------ Supplied entries ------
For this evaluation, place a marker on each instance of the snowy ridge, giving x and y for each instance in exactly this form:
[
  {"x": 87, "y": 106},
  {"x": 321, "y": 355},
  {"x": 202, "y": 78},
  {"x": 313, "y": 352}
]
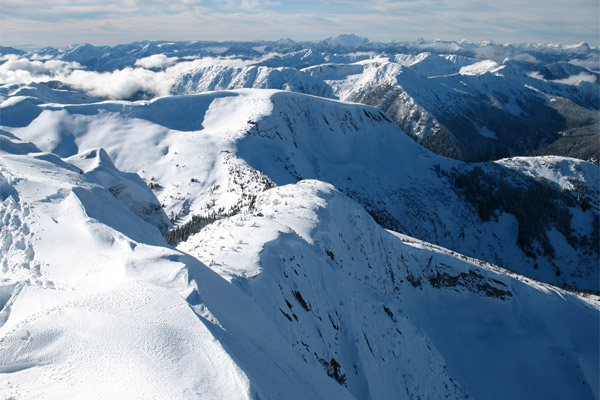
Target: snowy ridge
[
  {"x": 226, "y": 78},
  {"x": 151, "y": 319},
  {"x": 294, "y": 291},
  {"x": 213, "y": 153}
]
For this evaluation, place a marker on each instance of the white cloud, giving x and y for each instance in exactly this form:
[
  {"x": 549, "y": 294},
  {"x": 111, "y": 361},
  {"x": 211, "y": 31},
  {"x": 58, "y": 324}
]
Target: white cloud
[
  {"x": 158, "y": 61},
  {"x": 118, "y": 84}
]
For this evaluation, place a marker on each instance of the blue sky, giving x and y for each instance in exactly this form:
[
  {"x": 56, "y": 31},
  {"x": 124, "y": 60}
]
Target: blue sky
[{"x": 62, "y": 22}]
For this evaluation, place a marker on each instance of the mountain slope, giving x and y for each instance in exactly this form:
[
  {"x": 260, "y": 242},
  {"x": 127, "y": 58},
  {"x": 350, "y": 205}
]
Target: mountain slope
[
  {"x": 345, "y": 289},
  {"x": 321, "y": 303}
]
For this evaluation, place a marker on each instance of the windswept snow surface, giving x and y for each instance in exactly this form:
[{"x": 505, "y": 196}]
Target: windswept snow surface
[
  {"x": 294, "y": 291},
  {"x": 213, "y": 153},
  {"x": 96, "y": 305}
]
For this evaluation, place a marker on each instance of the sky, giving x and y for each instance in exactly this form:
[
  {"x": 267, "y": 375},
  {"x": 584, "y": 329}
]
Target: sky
[{"x": 34, "y": 23}]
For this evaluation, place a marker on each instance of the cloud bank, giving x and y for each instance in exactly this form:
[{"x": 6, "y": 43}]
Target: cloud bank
[{"x": 111, "y": 22}]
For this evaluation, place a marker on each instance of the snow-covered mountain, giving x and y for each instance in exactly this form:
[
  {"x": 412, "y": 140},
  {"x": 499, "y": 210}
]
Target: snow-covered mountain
[
  {"x": 469, "y": 101},
  {"x": 229, "y": 240},
  {"x": 314, "y": 299},
  {"x": 211, "y": 154},
  {"x": 212, "y": 78}
]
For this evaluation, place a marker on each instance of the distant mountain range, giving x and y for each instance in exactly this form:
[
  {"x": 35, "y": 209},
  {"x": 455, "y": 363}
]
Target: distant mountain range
[{"x": 226, "y": 220}]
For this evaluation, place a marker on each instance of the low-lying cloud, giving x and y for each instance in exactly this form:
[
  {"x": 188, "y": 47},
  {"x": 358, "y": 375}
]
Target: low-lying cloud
[{"x": 152, "y": 76}]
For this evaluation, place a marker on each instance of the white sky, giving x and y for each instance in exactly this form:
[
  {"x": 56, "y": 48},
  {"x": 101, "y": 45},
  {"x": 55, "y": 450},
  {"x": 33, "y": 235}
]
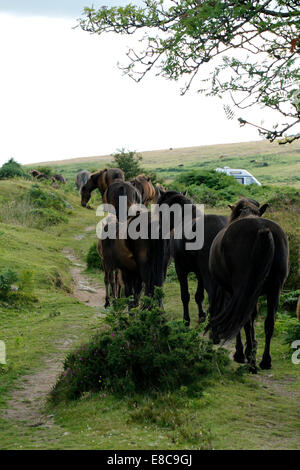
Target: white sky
[{"x": 62, "y": 96}]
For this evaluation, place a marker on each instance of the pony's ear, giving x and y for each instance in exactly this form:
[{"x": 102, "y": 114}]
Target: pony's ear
[{"x": 263, "y": 209}]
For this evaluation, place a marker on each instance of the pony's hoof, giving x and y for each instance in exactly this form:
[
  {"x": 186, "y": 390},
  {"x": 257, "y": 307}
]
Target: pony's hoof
[
  {"x": 202, "y": 318},
  {"x": 238, "y": 357},
  {"x": 253, "y": 369},
  {"x": 265, "y": 364}
]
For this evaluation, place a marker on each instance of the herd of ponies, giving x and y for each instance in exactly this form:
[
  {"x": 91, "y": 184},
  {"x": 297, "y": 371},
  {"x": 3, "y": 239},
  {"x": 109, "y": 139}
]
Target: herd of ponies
------
▸ Exercise goal
Reproduce all of the lines above, substituting "assessment" for every occurrence of "evaluation" and leaving everything else unchanged. Omit the pictures.

▸ Solution for this problem
For this assessment, place a marker on each instance of the snowy ridge, giving x and y for each instance in exactly this form:
[
  {"x": 87, "y": 106},
  {"x": 321, "y": 355},
  {"x": 202, "y": 78},
  {"x": 313, "y": 352}
]
Target: snowy ridge
[
  {"x": 226, "y": 78},
  {"x": 151, "y": 319},
  {"x": 294, "y": 291},
  {"x": 213, "y": 153}
]
For this assessment, place a marker on each instance of the white cloud, giving x and y for each instance in exactly this form:
[
  {"x": 549, "y": 294},
  {"x": 111, "y": 361},
  {"x": 211, "y": 31},
  {"x": 58, "y": 324}
]
Target: white cloud
[
  {"x": 158, "y": 61},
  {"x": 118, "y": 84}
]
For this assessment, place a marker on each instance of the blue sky, giving x and y for each instance in exactly this form:
[
  {"x": 56, "y": 31},
  {"x": 124, "y": 60}
]
Target: blue sky
[{"x": 62, "y": 22}]
For this assessment, place a marker on each instance of the mountain slope, giving x and y for each instance in exactly this form:
[
  {"x": 260, "y": 242},
  {"x": 127, "y": 58},
  {"x": 350, "y": 205}
]
Target: mountain slope
[
  {"x": 345, "y": 289},
  {"x": 321, "y": 303}
]
For this assessment, place a marker on each instance of the windswept snow surface, giving x and y for each instance in exactly this form:
[{"x": 505, "y": 196}]
Target: windswept snow surface
[
  {"x": 294, "y": 291},
  {"x": 213, "y": 153},
  {"x": 96, "y": 305}
]
For this assessment, place a marker on each instance of the sky, giving x and y for each instance in exactly this form:
[
  {"x": 267, "y": 375},
  {"x": 584, "y": 329}
]
Target: sky
[{"x": 34, "y": 23}]
For this assessment, place a marker on each instance of the cloud bank, giving x and y for each instance in exactly this form:
[{"x": 6, "y": 43}]
Target: cloud bank
[{"x": 111, "y": 22}]
For this assessment, place a marker on each instance of the snow-covered mountain, giving x and y for each instance in exactly this form:
[
  {"x": 412, "y": 140},
  {"x": 499, "y": 210}
]
Target: snow-covered mountain
[
  {"x": 469, "y": 101},
  {"x": 229, "y": 240},
  {"x": 314, "y": 299},
  {"x": 211, "y": 154},
  {"x": 212, "y": 78}
]
For this assessment, place a marker on each instance of the distant mountain range, giving x and y for each instance in exactly this form:
[
  {"x": 35, "y": 209},
  {"x": 455, "y": 363}
]
Target: distant mountain range
[{"x": 226, "y": 220}]
For this assessment, place a marker on each instance of the low-lying cloud, giving x and y for each instance in exactly this form:
[
  {"x": 188, "y": 47},
  {"x": 358, "y": 375}
]
Target: low-lying cloud
[{"x": 152, "y": 76}]
For this assessment, place a marker on each instance of the white sky, giving x and y for each instance in exactly this form:
[
  {"x": 56, "y": 48},
  {"x": 101, "y": 45},
  {"x": 55, "y": 450},
  {"x": 33, "y": 235}
]
Target: white sky
[{"x": 62, "y": 96}]
For this assessment, place a marker on each instance of the pony's ear, giving x and y for each instance in exactly this form:
[{"x": 102, "y": 114}]
Target: pony's ear
[{"x": 263, "y": 209}]
For this assessment, place a marker on each instance of the pony's hoof, giving x and y for each instance in exactly this form:
[
  {"x": 186, "y": 390},
  {"x": 257, "y": 307}
]
Target: pony's hoof
[
  {"x": 202, "y": 318},
  {"x": 238, "y": 357},
  {"x": 253, "y": 369},
  {"x": 265, "y": 364}
]
For this assessment, place a marker on each instance of the herd of ponies, giving x and y for each instance in exactly this form:
[
  {"x": 91, "y": 184},
  {"x": 297, "y": 371},
  {"x": 3, "y": 239},
  {"x": 109, "y": 139}
]
Target: herd of ponies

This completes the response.